### The task
Return the following from the records below: each line, word for word, starting with the line that contains "sample: [345, 224]." and going on through the line that contains "Target: distant house", with nothing outside that range.

Dataset entries
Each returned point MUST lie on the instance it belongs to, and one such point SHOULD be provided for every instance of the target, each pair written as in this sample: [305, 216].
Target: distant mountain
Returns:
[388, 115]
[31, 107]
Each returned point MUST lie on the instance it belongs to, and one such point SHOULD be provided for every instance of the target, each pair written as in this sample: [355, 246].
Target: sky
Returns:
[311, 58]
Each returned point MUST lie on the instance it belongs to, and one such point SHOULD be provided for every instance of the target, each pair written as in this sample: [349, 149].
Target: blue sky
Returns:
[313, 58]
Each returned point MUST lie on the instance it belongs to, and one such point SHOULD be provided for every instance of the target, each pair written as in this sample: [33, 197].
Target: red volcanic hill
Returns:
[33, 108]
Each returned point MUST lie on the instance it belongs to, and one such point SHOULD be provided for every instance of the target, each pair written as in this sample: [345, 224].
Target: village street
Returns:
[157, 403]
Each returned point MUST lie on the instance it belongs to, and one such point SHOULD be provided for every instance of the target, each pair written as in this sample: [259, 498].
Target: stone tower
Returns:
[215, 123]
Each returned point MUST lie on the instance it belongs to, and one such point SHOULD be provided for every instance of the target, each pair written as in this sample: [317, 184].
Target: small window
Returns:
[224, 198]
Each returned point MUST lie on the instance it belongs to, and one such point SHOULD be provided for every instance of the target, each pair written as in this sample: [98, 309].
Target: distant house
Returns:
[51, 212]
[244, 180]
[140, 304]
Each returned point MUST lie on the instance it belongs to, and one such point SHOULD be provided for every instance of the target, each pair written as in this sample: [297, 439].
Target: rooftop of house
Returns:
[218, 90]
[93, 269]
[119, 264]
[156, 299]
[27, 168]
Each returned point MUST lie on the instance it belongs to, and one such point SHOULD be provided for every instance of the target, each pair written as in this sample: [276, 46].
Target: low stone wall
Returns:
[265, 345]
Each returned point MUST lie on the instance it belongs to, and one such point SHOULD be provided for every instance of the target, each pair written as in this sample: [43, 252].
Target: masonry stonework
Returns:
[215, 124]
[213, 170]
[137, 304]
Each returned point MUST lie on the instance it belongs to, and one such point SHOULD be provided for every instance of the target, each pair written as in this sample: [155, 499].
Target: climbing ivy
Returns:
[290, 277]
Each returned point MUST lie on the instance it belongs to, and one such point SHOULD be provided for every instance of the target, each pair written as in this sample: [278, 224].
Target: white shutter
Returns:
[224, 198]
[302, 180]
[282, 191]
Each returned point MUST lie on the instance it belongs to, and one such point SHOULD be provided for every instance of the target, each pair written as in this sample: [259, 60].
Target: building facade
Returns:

### Reply
Each returned point MUST lie on the instance it belongs to, and one such point SHOULD be provided for every instance of the target, each pair written as in this sample: [345, 224].
Target: village street
Returns:
[157, 403]
Each returned point MUST lie on the instance it belongs to, and one such point SHOULD be provided for every instance of the target, each pair written as in this sample: [259, 498].
Target: stone tower
Returns:
[215, 123]
Each returned point MUST lie on the instance it belongs to, and one such point SHOULD be provided for every instance of the target, each pair written as in this sample: [317, 184].
Target: small window
Returns:
[224, 198]
Each returned point MUST lie on the instance it belongs to, and one such point SHOULD be provided for every instance of the target, each pair written as in this sample: [98, 309].
Target: distant house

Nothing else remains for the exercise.